■ **EXERCISE MATERIAL**:
──────────────────────────────
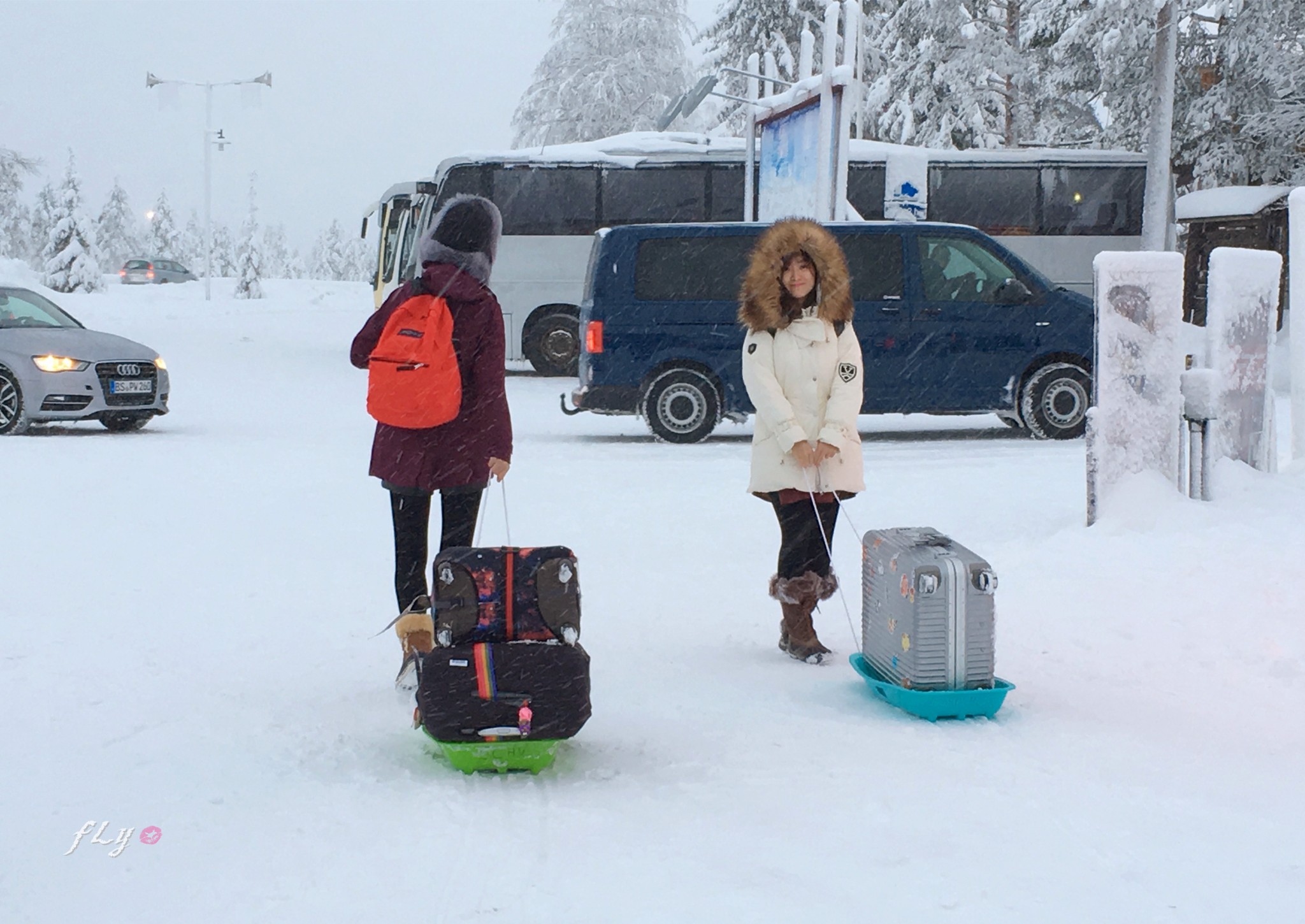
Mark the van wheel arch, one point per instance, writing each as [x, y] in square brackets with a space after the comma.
[550, 340]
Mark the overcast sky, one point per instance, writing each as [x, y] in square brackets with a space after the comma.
[363, 96]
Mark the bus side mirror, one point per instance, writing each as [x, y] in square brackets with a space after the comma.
[1013, 292]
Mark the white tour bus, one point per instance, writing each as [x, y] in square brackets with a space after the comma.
[1055, 208]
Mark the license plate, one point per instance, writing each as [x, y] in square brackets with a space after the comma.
[131, 387]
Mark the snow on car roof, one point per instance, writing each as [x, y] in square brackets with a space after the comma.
[1226, 201]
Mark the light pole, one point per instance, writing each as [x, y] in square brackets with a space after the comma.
[209, 140]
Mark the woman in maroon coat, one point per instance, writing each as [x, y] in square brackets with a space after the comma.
[459, 457]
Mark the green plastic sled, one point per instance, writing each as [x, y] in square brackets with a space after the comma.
[499, 756]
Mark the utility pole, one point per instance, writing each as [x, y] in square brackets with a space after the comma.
[209, 140]
[1159, 180]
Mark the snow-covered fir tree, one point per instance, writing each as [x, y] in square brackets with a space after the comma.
[276, 252]
[331, 257]
[118, 230]
[15, 217]
[164, 239]
[944, 80]
[191, 245]
[1245, 115]
[42, 220]
[71, 255]
[250, 254]
[614, 67]
[224, 251]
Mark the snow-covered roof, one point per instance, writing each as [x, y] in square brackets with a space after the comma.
[1227, 201]
[635, 148]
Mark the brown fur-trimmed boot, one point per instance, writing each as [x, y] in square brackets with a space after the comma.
[417, 635]
[798, 598]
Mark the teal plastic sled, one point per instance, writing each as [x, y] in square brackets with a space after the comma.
[934, 705]
[499, 756]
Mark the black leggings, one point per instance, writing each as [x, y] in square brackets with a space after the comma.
[802, 549]
[412, 513]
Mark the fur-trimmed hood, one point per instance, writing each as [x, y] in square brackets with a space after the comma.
[758, 301]
[477, 264]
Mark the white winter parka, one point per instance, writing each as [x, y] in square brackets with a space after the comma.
[807, 383]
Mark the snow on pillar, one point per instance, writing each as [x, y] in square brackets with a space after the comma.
[1296, 315]
[1241, 310]
[1133, 426]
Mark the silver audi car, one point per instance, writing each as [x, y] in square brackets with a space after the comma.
[52, 368]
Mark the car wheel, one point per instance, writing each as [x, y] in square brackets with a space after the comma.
[682, 406]
[13, 417]
[552, 345]
[1055, 401]
[124, 422]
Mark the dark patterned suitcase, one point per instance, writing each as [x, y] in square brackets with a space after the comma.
[504, 691]
[505, 595]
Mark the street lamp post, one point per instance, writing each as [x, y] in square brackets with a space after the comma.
[209, 140]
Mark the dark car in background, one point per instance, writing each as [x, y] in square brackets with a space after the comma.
[144, 272]
[950, 322]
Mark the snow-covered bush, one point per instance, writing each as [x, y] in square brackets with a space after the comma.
[71, 255]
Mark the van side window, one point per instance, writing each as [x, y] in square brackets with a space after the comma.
[546, 200]
[875, 264]
[865, 184]
[654, 195]
[691, 269]
[957, 269]
[996, 200]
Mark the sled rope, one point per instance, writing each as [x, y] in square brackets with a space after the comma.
[829, 550]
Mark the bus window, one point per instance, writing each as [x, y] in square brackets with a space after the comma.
[654, 195]
[692, 269]
[865, 184]
[1093, 200]
[996, 200]
[463, 179]
[391, 238]
[727, 192]
[875, 264]
[546, 200]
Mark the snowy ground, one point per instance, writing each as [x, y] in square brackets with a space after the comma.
[185, 642]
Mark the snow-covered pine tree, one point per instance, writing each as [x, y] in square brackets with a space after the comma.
[276, 252]
[189, 249]
[250, 252]
[42, 220]
[944, 75]
[15, 215]
[224, 251]
[117, 230]
[72, 257]
[614, 67]
[1245, 122]
[164, 240]
[329, 259]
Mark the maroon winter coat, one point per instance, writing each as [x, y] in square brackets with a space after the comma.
[457, 453]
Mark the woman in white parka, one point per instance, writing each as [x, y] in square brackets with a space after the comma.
[802, 365]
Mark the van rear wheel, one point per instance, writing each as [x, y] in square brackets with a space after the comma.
[1055, 401]
[552, 343]
[682, 406]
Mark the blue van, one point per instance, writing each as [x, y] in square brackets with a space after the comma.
[949, 320]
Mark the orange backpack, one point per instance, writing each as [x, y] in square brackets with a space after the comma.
[413, 379]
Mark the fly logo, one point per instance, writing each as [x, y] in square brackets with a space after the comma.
[150, 835]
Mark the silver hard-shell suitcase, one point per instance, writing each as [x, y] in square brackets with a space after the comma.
[927, 610]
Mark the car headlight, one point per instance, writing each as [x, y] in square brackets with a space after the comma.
[59, 365]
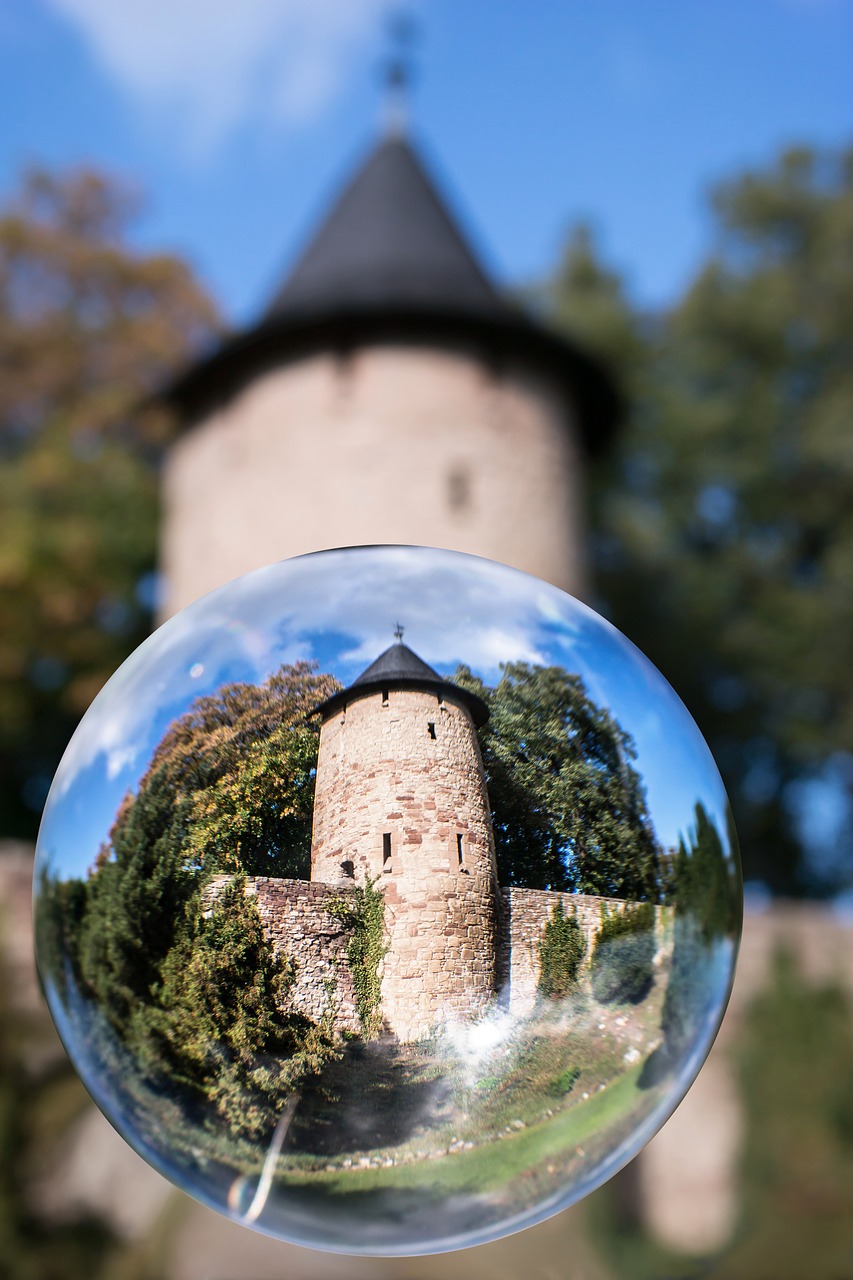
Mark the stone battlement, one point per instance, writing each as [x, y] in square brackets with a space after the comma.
[424, 990]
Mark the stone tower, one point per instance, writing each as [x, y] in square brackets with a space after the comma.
[389, 394]
[401, 798]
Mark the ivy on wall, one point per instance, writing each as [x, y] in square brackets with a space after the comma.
[561, 954]
[364, 914]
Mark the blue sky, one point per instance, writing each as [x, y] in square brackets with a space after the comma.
[342, 607]
[238, 120]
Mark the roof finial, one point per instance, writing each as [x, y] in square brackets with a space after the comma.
[397, 73]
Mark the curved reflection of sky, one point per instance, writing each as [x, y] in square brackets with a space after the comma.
[341, 608]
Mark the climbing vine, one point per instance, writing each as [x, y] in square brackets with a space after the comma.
[561, 954]
[365, 915]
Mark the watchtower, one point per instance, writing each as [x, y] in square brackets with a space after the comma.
[401, 796]
[389, 394]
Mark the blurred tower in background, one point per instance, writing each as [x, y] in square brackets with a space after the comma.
[389, 394]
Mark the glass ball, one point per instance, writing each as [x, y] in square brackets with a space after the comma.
[387, 900]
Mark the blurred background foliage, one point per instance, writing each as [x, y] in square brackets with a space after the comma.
[723, 544]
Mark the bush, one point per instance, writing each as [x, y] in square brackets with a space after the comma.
[561, 954]
[623, 959]
[565, 1082]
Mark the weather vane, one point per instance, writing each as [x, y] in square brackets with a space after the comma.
[397, 72]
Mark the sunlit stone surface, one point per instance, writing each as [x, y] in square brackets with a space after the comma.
[387, 900]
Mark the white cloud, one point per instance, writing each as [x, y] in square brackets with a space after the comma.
[210, 65]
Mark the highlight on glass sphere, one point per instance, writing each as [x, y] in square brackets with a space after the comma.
[387, 900]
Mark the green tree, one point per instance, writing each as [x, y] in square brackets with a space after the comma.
[729, 499]
[217, 1029]
[568, 804]
[561, 954]
[707, 909]
[229, 789]
[623, 958]
[89, 329]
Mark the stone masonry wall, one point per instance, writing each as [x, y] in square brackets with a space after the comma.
[299, 923]
[404, 777]
[392, 443]
[524, 914]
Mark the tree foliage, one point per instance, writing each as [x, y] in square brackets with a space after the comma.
[568, 804]
[729, 499]
[196, 996]
[217, 1027]
[623, 958]
[229, 789]
[89, 329]
[707, 909]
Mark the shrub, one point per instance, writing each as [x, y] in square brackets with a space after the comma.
[565, 1082]
[561, 954]
[623, 959]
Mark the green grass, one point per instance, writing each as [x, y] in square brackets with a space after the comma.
[491, 1165]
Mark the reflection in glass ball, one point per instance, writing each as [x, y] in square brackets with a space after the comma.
[387, 900]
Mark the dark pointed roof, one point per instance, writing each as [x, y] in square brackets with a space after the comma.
[398, 662]
[388, 241]
[391, 263]
[398, 667]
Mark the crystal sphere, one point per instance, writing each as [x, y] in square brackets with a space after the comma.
[387, 900]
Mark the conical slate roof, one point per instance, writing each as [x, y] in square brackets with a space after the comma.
[398, 662]
[388, 241]
[398, 667]
[391, 263]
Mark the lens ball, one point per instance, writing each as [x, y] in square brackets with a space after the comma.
[387, 900]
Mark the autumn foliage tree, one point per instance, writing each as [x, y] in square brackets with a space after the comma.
[568, 805]
[90, 328]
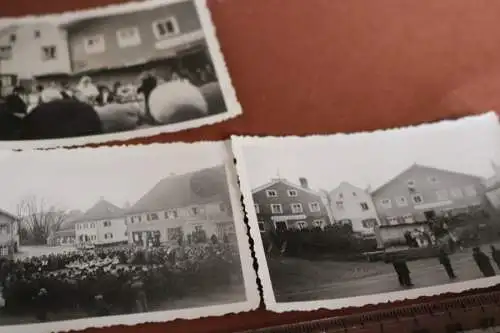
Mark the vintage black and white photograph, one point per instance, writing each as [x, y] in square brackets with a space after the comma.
[121, 236]
[347, 220]
[132, 70]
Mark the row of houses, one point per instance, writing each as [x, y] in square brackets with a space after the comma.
[192, 207]
[110, 48]
[416, 195]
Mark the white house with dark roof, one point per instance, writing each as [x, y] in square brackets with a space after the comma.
[102, 224]
[352, 205]
[191, 207]
[282, 205]
[421, 193]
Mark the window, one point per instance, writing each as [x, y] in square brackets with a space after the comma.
[174, 233]
[152, 217]
[49, 52]
[346, 222]
[401, 201]
[470, 191]
[297, 208]
[281, 225]
[223, 207]
[195, 211]
[408, 218]
[314, 207]
[417, 198]
[392, 220]
[301, 225]
[456, 193]
[5, 52]
[165, 28]
[128, 37]
[318, 223]
[271, 193]
[94, 44]
[369, 223]
[171, 214]
[276, 209]
[433, 180]
[386, 203]
[442, 195]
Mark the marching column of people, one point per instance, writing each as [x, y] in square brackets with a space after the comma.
[481, 259]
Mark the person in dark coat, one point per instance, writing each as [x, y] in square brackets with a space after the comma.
[444, 260]
[105, 96]
[402, 267]
[12, 111]
[62, 118]
[148, 84]
[495, 254]
[14, 103]
[483, 262]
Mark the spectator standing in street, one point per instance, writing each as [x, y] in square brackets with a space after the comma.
[444, 260]
[495, 254]
[483, 262]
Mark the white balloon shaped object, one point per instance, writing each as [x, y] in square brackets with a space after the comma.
[172, 97]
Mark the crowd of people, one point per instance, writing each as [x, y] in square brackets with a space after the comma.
[62, 110]
[115, 280]
[482, 260]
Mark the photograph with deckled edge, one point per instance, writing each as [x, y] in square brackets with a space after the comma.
[92, 238]
[355, 219]
[114, 73]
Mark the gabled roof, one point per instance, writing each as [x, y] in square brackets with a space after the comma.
[414, 166]
[100, 211]
[194, 188]
[287, 183]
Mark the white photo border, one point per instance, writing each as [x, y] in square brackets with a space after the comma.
[252, 301]
[233, 106]
[238, 144]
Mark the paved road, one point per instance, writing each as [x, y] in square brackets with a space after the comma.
[371, 278]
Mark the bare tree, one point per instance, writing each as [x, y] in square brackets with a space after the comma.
[39, 219]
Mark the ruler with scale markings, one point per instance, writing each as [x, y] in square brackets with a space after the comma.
[462, 314]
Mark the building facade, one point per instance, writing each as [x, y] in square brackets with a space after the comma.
──────────────────────────────
■ **WORK REQUIRED**: Make an exact copy of every line from the one with "Mark the photograph" to the end of the data, with the first and last of those lines included.

■ **RESULT OF THIS EXERCISE**:
Mark the photograph with deckled edge, one point per instance, writing each as [x, y] in square brackets with a space after the comma.
[92, 238]
[355, 219]
[114, 73]
Mark the gabled roof, one point per instance, writing each as [x, y] in square brackets with a space after the comma.
[414, 166]
[100, 211]
[194, 188]
[287, 183]
Mark the white photo border, one point per instance, writing each as [x, y] in square brackets with a space after the comma.
[252, 301]
[233, 106]
[238, 144]
Mark the paved road, one point per instance, writing each as [x, y] in square brackets with a space after the comma.
[371, 278]
Mark the bare tree, one point per instance, writing each as [x, y] in square brackets with a space after the comma.
[39, 219]
Mark the ruler with scale markings, one point per instance, writing each as [x, y] in square brackets with a space after the comma.
[462, 314]
Mark the building facade, one point per instance, writing each as [x, y] in square brackets with a space after the comma.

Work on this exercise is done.